Set problem -
Pull out each line of the records that contains the string "frame", and copy those lines in full. Case counts.

Data -
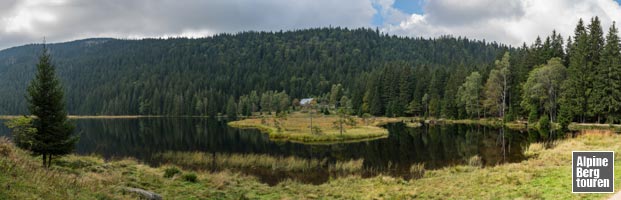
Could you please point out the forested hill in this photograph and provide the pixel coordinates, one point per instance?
(200, 76)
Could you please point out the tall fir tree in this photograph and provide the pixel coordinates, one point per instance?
(578, 87)
(610, 67)
(47, 103)
(595, 49)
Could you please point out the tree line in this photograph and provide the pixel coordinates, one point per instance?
(180, 76)
(576, 78)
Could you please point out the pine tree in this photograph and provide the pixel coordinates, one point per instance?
(610, 68)
(469, 94)
(578, 87)
(595, 48)
(46, 102)
(231, 108)
(497, 87)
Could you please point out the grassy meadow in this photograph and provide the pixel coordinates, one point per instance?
(296, 127)
(545, 175)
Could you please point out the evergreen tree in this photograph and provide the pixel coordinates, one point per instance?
(579, 84)
(543, 87)
(46, 102)
(231, 109)
(610, 67)
(497, 87)
(469, 94)
(595, 49)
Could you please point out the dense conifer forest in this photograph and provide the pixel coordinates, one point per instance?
(557, 78)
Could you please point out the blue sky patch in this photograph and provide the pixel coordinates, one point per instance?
(410, 6)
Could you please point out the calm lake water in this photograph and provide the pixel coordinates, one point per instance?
(436, 146)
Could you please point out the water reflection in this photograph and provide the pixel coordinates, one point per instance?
(437, 146)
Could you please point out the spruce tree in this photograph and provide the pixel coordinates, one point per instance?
(580, 75)
(47, 104)
(610, 69)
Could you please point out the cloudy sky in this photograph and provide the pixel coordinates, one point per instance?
(508, 21)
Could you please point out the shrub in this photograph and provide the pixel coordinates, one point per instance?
(169, 172)
(189, 177)
(544, 124)
(417, 170)
(475, 161)
(5, 147)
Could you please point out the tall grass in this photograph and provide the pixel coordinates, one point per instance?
(201, 160)
(296, 127)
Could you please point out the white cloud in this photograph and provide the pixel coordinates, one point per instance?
(511, 22)
(28, 21)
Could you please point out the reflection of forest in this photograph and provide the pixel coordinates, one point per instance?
(436, 146)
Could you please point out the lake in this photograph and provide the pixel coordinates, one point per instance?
(436, 146)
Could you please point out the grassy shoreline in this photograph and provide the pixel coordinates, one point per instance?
(296, 128)
(546, 175)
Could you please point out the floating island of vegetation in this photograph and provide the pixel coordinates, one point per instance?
(296, 127)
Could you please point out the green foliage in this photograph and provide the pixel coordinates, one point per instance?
(469, 94)
(544, 124)
(231, 109)
(497, 87)
(46, 102)
(169, 172)
(610, 73)
(23, 132)
(180, 76)
(417, 170)
(190, 177)
(543, 87)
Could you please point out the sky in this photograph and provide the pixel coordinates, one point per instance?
(511, 22)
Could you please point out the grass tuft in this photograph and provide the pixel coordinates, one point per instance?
(189, 177)
(417, 170)
(170, 172)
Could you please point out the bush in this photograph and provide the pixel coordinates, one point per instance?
(544, 124)
(475, 161)
(189, 177)
(417, 170)
(171, 171)
(5, 147)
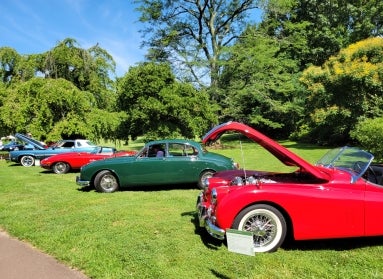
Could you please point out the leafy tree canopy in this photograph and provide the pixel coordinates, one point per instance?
(193, 35)
(346, 89)
(157, 106)
(52, 109)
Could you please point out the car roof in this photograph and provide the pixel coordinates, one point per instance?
(185, 141)
(36, 144)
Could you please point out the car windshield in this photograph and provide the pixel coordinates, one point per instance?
(350, 159)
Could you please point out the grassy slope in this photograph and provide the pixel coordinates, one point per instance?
(151, 233)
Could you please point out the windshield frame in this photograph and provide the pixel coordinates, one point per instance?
(350, 159)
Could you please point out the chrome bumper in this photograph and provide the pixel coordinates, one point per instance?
(82, 182)
(204, 220)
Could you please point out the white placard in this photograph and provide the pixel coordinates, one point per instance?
(241, 242)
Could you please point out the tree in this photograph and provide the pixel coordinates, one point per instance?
(193, 35)
(52, 109)
(87, 69)
(346, 89)
(261, 85)
(157, 106)
(313, 30)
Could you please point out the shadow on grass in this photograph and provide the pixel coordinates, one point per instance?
(207, 240)
(152, 188)
(341, 244)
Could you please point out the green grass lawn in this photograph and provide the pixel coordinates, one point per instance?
(152, 233)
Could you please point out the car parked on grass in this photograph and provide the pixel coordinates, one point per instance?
(340, 196)
(64, 162)
(163, 162)
(15, 145)
(28, 158)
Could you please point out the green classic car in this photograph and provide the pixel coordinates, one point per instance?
(161, 162)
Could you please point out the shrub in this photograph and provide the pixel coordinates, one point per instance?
(369, 133)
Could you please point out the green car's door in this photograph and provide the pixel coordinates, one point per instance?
(183, 164)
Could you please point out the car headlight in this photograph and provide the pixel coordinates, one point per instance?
(213, 197)
(237, 181)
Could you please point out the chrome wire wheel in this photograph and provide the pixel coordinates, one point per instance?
(106, 182)
(27, 161)
(267, 225)
(60, 167)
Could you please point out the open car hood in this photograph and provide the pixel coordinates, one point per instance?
(36, 144)
(280, 152)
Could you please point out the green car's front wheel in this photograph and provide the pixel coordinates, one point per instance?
(106, 182)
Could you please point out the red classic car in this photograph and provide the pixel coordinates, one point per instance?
(62, 163)
(340, 196)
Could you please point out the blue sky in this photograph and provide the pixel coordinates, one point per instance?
(36, 26)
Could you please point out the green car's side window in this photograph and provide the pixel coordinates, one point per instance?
(177, 149)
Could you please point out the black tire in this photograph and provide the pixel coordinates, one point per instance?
(267, 224)
(106, 182)
(27, 160)
(203, 176)
(60, 167)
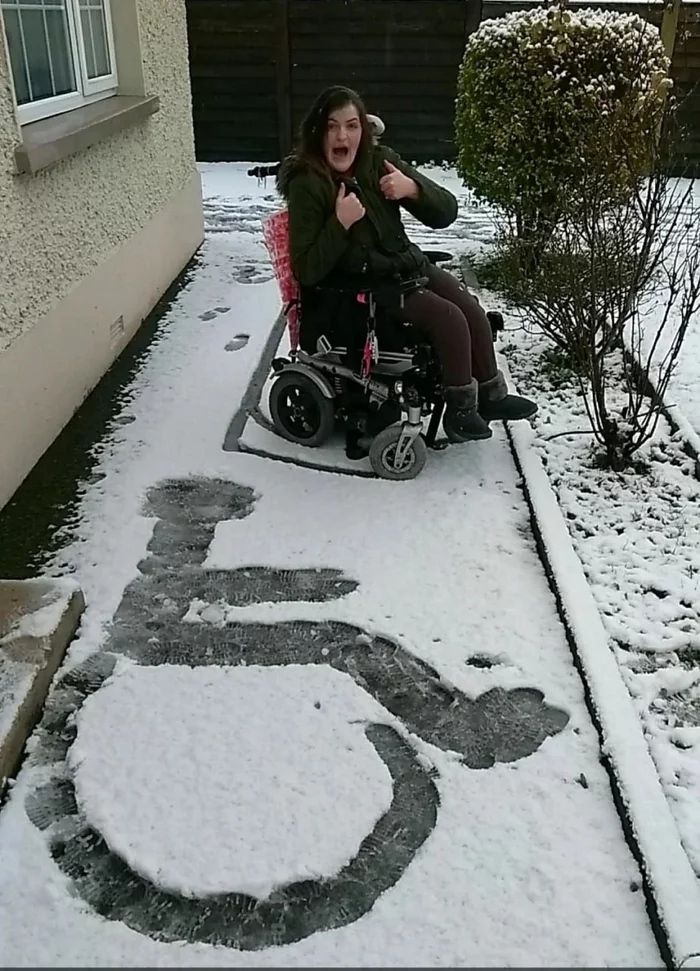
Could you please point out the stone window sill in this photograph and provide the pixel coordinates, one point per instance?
(48, 141)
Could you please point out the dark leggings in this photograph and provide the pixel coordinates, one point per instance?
(457, 327)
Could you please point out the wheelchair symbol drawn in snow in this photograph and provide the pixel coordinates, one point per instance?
(498, 726)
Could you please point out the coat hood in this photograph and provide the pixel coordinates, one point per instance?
(290, 167)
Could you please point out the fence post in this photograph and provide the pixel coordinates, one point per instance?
(283, 76)
(669, 26)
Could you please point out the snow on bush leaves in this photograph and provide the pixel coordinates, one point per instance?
(539, 90)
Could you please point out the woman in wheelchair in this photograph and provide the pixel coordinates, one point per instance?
(344, 194)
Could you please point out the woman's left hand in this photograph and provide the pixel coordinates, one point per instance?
(396, 185)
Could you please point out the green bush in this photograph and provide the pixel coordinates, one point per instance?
(542, 91)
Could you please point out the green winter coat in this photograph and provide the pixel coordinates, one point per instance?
(377, 245)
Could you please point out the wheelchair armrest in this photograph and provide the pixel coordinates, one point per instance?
(437, 256)
(397, 287)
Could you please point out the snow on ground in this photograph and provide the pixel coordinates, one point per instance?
(526, 863)
(245, 839)
(638, 537)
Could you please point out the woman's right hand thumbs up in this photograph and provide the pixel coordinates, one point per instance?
(348, 208)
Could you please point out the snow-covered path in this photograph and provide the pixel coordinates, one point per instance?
(341, 725)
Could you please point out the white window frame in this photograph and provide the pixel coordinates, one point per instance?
(89, 90)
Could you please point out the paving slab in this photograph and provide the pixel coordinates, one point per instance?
(37, 621)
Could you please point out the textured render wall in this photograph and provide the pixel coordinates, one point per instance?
(57, 225)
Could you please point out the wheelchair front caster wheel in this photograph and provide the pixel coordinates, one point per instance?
(382, 454)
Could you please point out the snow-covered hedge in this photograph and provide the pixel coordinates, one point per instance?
(542, 90)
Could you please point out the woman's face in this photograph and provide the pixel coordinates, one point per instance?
(342, 138)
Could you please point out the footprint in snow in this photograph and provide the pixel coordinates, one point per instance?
(211, 314)
(238, 342)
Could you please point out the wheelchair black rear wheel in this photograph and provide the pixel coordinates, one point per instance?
(300, 411)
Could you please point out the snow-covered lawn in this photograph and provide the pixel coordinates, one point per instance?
(408, 730)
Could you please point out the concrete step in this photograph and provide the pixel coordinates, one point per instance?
(37, 621)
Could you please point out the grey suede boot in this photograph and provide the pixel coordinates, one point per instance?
(462, 422)
(495, 404)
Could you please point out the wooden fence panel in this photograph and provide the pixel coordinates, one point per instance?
(257, 65)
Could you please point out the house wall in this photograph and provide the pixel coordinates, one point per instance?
(89, 245)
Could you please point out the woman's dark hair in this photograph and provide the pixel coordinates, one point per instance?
(314, 126)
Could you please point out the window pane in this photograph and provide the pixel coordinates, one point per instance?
(18, 63)
(40, 49)
(37, 53)
(61, 56)
(87, 40)
(94, 25)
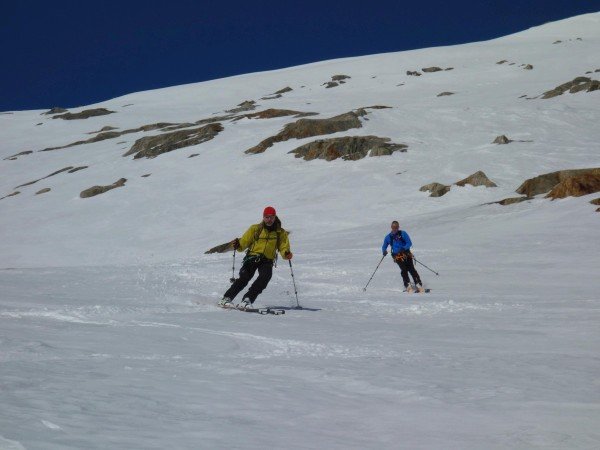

Expected output -
Could you please point out the windshield frame in this photograph and provide the pixel coordinates, one point per instance?
Could you please point out the white window frame in this photograph and provide the pixel coordinates, one point per instance?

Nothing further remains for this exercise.